===== TEXT SECTION =====
Granting Copyright Permission

  1. Confirm you hold the copyright. If you are an author, check the contract you signed with your publishing company. Typically, the publisher is the copyright holder, but it may revert back to you once the book is out of print.[5] If you are not the copyright holder, respond to the request with a short, polite letter directing them to the address of the current copyright holder.
  2. Format the letter as a business letter. Unless you know the recipient personally, write in business letter format:
    • Type the letter.
    • Place your name, address, and today's date at the top of the page.
    • Open with "Dear (Title) (First and Last Name)."
    • Close with "Sincerely, (Your Full Name)."
  3. Specify the exact material used. Grant permission for the exact article, excerpt, images, or book pages listed in the request. If you have no objections to the use of any of the requested materials, you may say "the materials outlined in your request of (date of request)."[6]
    • Keep a copy of the request in case of legal dispute later.
    • If you do not grant permission to one part of the request, specify this.
  4. Mention specific use. Clearly state exactly what you are granting permission for. The request should specify this: an excerpt in a book, a reading packet for students, etc. There should be no doubt over what type of use you allowed.
  5. Add additional restrictions (optional). If you would like to limit the use further, specify the restrictions here. If your material will be printed in a temporary work, you could specify a time frame or limit the permission to a certain number of copies. For a book, you may request a mention in the acknowledgements. For images, you may state that the permission is limited to black-and-white copies only.
    • If you are an author, check your publishing contract for additional restrictions.
  6. Charge a fee (optional). If you are writing on behalf of a publishing house, find out the standard fees you charge for the type of material requested. If you are the author or artist and sole copyright holder, this is your decision.
    • Many authors and artists waive the fee for an educational or nonprofit institution they support, or for minor uses. To do this, state "I waive my fee for this request."
    • If you'd like to support a small for-profit group, you could waive the fee but request a certain payment if the venture is successful. (For instance, if they sell a certain number of copies.)[7]
    • You can typically charge US$25–100 for allowing the reproduction of a short quote (a few lines).[5]
    • The price of larger text excerpts, images, songs, or video varies depending on how many people will see your work. US$100–200 is a very rough estimate for a book or newspaper, but your agent or other people in your field can give you more precise information.


  • Keep one copy of the letter with your child, and another copy with each adult accompanying her.
  • If your child has major medical conditions, it may help to Summarize-Your-Own-Medical-History.[8]


  • Letters of permission can be legally binding documents depending on your local and national laws. If you want to impose certain conditions on your permission, put them in the letter. You can withdraw the conditions later with another letter of permission, but in most cases you can't add conditions to previously-given consent.
===== GIVEN ENTRIES =====
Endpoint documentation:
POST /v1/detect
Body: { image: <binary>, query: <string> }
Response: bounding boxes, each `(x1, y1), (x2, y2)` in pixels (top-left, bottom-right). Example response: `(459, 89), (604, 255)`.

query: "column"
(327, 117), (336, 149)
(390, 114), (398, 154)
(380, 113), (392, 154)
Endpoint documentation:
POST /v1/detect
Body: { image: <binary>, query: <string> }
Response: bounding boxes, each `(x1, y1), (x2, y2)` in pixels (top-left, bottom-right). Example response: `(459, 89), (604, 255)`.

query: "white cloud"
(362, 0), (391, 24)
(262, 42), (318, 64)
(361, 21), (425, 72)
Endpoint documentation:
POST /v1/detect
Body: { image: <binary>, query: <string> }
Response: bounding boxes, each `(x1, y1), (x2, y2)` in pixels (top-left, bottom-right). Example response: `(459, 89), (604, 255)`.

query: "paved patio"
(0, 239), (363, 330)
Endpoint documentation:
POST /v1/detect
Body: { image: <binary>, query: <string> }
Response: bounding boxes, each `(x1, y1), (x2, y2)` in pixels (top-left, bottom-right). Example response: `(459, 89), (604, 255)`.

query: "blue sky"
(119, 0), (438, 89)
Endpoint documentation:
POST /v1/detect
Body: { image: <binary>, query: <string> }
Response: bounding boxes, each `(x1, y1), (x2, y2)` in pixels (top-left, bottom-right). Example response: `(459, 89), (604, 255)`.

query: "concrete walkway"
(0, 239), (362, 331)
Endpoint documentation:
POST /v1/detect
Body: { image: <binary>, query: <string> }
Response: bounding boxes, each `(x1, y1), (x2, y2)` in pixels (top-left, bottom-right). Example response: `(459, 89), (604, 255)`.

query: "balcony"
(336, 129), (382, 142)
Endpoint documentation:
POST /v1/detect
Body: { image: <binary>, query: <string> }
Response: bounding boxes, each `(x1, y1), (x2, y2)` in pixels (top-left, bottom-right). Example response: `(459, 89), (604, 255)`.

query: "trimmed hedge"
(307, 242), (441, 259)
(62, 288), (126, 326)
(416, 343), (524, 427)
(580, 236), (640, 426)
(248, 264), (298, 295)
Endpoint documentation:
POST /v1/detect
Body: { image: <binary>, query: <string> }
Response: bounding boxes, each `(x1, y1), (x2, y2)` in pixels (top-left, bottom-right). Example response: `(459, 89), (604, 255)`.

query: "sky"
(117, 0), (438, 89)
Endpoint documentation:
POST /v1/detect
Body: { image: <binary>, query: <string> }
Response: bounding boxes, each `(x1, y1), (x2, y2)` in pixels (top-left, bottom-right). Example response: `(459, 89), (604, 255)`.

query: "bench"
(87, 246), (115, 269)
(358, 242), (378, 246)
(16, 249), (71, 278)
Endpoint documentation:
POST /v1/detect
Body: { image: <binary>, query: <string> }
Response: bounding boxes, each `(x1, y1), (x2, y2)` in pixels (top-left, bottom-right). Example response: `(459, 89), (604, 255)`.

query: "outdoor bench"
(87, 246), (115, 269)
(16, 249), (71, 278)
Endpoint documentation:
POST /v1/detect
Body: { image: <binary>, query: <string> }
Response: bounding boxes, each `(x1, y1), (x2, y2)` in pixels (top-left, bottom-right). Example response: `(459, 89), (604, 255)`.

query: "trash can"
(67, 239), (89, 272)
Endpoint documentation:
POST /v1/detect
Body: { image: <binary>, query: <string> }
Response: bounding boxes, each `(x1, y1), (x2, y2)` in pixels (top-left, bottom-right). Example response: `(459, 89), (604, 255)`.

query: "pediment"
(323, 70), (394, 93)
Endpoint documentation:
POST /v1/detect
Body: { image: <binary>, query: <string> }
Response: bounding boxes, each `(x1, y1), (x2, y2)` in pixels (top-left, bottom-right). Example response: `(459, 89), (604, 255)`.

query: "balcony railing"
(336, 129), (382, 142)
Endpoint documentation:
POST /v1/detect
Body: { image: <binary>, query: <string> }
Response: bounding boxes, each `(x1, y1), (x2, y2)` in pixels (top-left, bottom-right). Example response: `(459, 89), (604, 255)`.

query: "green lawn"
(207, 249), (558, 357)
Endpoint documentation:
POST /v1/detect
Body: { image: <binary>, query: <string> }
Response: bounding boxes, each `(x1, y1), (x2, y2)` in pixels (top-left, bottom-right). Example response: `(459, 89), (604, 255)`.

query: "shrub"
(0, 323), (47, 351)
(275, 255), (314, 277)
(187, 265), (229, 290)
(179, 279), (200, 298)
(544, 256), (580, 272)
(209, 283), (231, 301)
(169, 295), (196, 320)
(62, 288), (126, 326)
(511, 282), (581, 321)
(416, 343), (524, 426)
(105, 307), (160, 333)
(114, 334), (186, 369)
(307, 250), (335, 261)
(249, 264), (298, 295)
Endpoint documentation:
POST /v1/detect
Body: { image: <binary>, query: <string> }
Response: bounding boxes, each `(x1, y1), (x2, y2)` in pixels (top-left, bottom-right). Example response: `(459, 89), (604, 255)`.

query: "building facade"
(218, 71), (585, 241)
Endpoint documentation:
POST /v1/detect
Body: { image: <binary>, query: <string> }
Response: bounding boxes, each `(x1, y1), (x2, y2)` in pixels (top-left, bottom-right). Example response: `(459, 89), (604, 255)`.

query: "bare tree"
=====
### ACTIONS TO TAKE
(a) Write out the copyright permission text between "4. Mention specific" and "for additional restrictions.", inclusive.
(b) According to the copyright permission text, what can you typically charge for allowing the reproduction of a short quote?
The items aren't needed for anything here.

### ANSWERS IN ORDER
(a)
4. Mention specific use. Clearly state exactly what you are granting permission for. The request should specify this: an excerpt in a book, a reading packet for students, etc. There should be no doubt over what type of use you allowed.
  5. Add additional restrictions (optional). If you would like to limit the use further, specify the restrictions here. If your material will be printed in a temporary work, you could specify a time frame or limit the permission to a certain number of copies. For a book, you may request a mention in the acknowledgements. For images, you may state that the permission is limited to black-and-white copies only.
    • If you are an author, check your publishing contract for additional restrictions.

(b) US$25–100